**Page text:**

- - -

The California Legislature is now in the last month of the legislative session for the year. August 31st is the last day for bills to be passed and sent to the Governor who will have until September 30th to sign or veto all bills that reach his desk. All bills that are moving are in the opposite house, either in the fiscal committee (Senate or Assembly Appropriations) or on the Senate or Assembly Floor. At NASW-CA we are still advocating for 150 bills that are in the end stages of the legislative process.
Two of our April Lobby Day bills were funded in the recently enacted state budget. Because of this funding, both AB 1900 (Arambula) and AB 2222 (Reyes) are no longer needed since both issues were won in the State Budget. Unfortunately, AB 1816 was not funded in the budget, but the bill is in the Senate Appropriations Committee where we hope to secure funding. Updates on all bills we have reported on previously are outlined below.
2022 Lobby Day Bills
- AB 1816 (Bryan) – Provides grants for innovative or evidence-based housing, housing-based services, and employment interventions to allow people with recent histories of incarceration to exit homelessness and remain housed. Status: In the Senate Appropriations Committee.
- AB 1900 (Arambula) – Helps low-income older adults and people with disabilities by raising the amount people can retain for basic needs from $600 to 138% of the poverty level in Medi-Cal. Status: Bill is no longer needed because the state budget funded this proposal.
- AB 2222 ( Reyes) – Provides up to $20,000 annually to social work students who commit to working for at least two years at a California based nonprofit upon completion of their graduate school program. The program prioritizes students with lived experiences as former foster and homeless youth to pursue licensure as an LCSW. Status: Bill may no longer be needed because the state budget funded this proposal.
Other Support Bills
- AB 1758 (Aguiar-Curry) Board of Behavioral Sciences (BBS) sponsored legislation to allow remote supervision in all work settings. Status: On the Senate Floor. This is an urgency measure which will go into effect immediately once it is signed by the Governor. The current remote supervision waiver has been extended until August 31, 2022. Learn more here.

- - -

**Record excerpts:**
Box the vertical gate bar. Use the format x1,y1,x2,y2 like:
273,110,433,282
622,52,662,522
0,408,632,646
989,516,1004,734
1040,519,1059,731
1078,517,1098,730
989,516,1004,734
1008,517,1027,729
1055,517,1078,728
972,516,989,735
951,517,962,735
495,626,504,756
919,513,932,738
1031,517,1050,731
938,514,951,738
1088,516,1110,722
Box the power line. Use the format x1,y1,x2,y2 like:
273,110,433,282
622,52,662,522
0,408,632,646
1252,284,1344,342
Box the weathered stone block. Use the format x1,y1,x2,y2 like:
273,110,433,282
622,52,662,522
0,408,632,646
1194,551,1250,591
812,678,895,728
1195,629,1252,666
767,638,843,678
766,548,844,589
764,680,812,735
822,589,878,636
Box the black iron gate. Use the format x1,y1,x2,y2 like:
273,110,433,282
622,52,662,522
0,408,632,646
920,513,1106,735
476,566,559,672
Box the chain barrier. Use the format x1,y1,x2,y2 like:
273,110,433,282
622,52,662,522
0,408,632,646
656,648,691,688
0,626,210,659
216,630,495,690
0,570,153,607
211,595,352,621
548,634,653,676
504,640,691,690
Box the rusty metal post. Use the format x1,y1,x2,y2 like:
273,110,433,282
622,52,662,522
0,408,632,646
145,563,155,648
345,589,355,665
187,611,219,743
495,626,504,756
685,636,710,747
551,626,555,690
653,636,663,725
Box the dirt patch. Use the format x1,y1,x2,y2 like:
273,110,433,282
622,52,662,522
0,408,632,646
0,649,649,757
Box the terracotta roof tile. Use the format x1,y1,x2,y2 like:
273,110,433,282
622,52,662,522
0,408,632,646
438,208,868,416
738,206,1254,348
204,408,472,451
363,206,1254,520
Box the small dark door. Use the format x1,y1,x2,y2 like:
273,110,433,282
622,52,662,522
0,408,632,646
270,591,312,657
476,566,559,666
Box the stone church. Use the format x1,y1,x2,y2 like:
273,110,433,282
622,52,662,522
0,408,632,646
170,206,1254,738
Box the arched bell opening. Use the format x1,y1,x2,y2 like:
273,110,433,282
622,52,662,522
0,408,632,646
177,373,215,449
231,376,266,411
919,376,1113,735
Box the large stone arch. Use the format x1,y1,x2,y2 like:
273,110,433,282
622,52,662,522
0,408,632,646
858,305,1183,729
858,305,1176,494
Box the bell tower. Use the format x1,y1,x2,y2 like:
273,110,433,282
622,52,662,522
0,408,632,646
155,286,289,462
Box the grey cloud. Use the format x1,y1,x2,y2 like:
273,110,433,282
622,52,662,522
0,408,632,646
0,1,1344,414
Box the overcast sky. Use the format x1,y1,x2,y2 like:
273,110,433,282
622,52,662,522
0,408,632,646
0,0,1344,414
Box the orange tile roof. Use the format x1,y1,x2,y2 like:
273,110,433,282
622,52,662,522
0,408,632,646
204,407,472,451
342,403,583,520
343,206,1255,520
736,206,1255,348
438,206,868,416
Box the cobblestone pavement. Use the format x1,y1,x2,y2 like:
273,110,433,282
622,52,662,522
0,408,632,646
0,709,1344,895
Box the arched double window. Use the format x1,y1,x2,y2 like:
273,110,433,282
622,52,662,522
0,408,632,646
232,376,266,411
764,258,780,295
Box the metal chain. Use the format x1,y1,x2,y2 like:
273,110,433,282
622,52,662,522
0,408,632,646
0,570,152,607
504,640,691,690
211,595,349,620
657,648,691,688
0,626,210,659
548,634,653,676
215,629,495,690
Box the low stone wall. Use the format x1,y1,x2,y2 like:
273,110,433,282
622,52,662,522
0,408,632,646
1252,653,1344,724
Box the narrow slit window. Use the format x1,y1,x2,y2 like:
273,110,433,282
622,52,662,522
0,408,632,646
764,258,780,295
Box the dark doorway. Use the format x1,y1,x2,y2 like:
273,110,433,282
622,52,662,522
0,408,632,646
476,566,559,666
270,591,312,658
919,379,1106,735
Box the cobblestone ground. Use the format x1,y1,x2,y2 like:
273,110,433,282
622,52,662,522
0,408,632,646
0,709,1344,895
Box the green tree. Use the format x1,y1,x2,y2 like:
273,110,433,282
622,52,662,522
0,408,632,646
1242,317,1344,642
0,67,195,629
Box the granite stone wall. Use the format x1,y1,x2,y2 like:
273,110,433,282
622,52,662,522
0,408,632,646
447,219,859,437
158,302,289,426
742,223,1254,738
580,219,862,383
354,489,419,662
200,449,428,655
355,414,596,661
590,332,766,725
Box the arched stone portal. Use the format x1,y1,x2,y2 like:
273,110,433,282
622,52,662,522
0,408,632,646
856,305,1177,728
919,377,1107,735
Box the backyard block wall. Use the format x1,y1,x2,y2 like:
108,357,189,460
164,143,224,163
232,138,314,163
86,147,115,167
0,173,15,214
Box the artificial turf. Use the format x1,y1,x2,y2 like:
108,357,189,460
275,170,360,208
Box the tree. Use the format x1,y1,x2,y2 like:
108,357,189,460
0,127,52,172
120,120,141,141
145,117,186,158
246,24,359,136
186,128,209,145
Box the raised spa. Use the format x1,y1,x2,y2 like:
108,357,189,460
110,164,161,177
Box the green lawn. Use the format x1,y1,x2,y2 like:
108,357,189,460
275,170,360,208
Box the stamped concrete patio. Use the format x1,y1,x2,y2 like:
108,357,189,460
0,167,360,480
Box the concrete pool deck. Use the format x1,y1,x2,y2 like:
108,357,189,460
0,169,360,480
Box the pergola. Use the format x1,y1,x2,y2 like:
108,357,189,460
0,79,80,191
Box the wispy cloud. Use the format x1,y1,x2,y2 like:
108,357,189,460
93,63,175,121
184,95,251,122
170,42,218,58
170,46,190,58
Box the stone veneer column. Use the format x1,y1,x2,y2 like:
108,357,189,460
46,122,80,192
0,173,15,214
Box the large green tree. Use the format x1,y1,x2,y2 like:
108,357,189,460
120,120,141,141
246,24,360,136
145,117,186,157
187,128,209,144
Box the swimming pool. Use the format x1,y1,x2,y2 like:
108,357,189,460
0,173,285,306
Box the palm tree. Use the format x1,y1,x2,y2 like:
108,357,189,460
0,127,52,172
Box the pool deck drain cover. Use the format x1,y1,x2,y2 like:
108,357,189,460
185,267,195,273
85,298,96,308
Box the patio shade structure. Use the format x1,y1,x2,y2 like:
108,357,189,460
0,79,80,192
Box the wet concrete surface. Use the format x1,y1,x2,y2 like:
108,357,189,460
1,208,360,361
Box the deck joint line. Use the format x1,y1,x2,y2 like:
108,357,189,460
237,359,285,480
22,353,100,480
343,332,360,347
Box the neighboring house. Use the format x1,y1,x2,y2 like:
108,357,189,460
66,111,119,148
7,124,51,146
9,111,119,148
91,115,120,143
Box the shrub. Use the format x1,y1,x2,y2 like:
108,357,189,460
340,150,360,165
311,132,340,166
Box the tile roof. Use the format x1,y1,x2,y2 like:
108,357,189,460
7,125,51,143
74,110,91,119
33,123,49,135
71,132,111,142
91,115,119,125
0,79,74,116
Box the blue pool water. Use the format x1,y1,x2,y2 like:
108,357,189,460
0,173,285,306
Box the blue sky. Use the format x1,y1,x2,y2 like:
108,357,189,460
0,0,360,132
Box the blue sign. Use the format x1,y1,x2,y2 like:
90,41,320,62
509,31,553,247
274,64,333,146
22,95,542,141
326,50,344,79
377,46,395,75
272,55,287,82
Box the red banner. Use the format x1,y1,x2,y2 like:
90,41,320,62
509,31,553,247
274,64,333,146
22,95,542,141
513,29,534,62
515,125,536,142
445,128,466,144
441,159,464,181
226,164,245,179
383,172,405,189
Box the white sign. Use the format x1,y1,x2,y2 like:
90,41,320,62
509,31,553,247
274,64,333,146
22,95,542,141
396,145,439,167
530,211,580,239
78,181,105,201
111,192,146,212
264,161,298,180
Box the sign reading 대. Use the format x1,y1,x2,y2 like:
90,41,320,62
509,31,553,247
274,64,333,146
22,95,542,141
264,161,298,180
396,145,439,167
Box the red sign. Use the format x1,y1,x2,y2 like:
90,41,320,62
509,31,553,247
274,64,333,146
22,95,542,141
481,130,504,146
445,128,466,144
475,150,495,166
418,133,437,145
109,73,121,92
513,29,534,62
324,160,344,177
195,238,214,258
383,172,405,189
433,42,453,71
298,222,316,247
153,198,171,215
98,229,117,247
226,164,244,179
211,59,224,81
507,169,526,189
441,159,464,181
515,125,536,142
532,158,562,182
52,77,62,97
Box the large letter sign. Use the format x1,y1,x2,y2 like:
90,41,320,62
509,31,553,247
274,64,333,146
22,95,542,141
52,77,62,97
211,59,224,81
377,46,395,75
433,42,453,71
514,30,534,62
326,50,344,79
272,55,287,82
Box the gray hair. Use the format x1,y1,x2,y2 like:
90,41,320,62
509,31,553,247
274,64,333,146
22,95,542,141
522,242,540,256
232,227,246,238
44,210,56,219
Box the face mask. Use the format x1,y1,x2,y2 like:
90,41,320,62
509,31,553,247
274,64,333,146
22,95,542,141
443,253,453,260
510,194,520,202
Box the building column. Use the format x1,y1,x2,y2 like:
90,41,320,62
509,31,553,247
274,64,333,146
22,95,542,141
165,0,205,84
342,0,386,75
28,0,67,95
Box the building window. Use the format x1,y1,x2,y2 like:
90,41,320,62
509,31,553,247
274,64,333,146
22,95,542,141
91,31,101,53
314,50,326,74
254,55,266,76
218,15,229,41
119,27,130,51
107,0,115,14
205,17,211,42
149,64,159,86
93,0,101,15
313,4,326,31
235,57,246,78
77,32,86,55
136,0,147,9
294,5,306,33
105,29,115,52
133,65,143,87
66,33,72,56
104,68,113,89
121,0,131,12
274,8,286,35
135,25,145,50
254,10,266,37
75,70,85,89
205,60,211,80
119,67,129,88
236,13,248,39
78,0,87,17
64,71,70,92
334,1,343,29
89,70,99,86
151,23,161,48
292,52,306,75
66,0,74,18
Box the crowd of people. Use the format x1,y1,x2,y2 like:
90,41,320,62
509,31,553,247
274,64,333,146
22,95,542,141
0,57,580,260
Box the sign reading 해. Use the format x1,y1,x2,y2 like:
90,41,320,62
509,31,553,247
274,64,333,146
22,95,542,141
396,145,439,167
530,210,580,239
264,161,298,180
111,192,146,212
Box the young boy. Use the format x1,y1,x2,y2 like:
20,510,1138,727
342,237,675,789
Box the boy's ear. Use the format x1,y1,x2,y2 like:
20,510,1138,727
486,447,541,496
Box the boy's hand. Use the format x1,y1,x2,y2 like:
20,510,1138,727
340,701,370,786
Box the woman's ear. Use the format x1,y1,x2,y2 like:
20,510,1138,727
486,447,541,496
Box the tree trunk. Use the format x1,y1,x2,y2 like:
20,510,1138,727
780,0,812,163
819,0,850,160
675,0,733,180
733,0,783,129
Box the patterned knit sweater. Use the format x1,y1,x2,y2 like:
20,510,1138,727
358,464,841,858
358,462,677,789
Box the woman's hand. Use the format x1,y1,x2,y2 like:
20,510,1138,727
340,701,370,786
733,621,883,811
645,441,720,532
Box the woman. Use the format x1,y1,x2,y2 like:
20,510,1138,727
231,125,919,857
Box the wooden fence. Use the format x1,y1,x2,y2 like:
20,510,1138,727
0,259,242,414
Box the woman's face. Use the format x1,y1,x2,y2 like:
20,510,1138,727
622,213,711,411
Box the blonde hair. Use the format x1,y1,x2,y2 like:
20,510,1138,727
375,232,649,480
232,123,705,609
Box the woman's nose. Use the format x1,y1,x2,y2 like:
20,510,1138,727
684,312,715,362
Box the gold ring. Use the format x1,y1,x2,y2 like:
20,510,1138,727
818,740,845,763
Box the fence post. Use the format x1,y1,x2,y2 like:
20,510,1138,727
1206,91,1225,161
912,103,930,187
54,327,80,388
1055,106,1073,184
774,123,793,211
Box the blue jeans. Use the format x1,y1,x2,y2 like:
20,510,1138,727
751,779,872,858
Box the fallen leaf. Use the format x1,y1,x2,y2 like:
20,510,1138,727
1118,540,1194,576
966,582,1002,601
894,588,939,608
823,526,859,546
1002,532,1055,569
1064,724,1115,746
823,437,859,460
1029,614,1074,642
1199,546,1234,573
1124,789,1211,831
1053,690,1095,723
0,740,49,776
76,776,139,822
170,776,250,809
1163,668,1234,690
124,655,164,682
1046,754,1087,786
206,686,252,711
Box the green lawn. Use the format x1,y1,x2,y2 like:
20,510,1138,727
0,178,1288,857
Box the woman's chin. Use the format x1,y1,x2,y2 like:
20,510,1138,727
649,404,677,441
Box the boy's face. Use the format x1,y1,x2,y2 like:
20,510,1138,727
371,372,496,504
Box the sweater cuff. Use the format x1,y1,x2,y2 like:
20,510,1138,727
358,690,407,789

- - -

**Tasks to complete:**
A. In the legislative update, substitute "seniors" for "older adults" and give the passage between "- AB 1900 (Arambula)" and "longer needed because the state budget funded this proposal.", inclusive.
B. Does the legislative update support each statement below? Answer yes or no for each, and quote the words that decide it.
(i) The Governor has until September 30th to sign or veto bills that reach him.
(ii) AB 1816 was funded in the recently enacted state budget.
(iii) AB 1758 is in the Senate Appropriations Committee.

**Written answers:**
A.
- AB 1900 (Arambula) – Helps low-income seniors and people with disabilities by raising the amount people can retain for basic needs from $600 to 138% of the poverty level in Medi-Cal. Status: Bill is no longer needed because the state budget funded this proposal.

B.
(i) Yes: "who will have until September 30th to sign or veto all bills that reach his desk"
(ii) No: "Unfortunately, AB 1816 was not funded in the budget"
(iii) No: "Status: On the Senate Floor."